> _Given instruction_
Gather each line of the data below that contains the string "stone" and copy it unchanged. Matching is case-sensitive.

> _Data for this exercise_
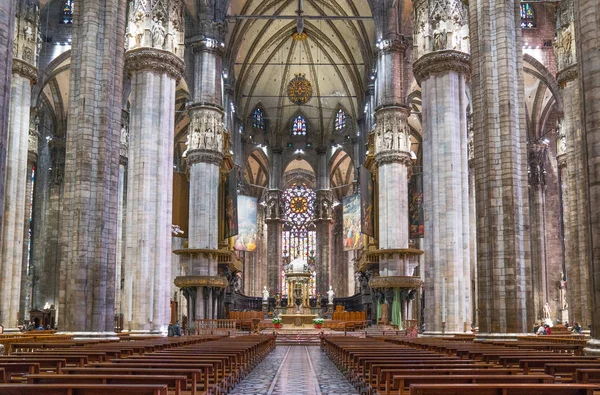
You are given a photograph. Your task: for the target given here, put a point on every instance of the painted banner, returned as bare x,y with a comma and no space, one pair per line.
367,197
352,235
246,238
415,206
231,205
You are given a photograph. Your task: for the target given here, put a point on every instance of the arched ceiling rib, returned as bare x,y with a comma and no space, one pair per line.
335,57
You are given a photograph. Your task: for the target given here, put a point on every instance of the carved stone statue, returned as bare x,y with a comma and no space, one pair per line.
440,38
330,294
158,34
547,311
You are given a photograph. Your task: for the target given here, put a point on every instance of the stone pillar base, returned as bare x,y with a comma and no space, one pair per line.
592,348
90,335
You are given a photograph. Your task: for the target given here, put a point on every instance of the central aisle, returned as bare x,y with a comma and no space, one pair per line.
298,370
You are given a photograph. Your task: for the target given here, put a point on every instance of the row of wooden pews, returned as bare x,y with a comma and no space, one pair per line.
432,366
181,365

* * *

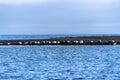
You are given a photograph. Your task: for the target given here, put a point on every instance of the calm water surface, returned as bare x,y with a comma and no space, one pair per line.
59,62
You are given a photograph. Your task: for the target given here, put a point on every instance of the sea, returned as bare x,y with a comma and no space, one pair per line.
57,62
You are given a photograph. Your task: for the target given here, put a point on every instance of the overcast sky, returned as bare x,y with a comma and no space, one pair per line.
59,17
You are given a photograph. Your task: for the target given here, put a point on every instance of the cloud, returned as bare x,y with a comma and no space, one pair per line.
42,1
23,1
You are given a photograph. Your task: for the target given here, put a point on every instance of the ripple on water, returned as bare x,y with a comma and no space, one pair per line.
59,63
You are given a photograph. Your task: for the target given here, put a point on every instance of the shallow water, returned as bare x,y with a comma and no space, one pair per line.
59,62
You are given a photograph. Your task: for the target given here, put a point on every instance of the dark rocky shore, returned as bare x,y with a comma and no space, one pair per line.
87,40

> _Result of the exercise_
You are given a photograph. Your task: for the target given here, put a point on every instance of the carved stone statue, returned as bare x,y with a comma and no space, one pair per line.
You are given a photograph. Your task: for the target given here, put a point on every instance of the stone pillar base, returned as bare x,y with a comma and no space, one pair per line.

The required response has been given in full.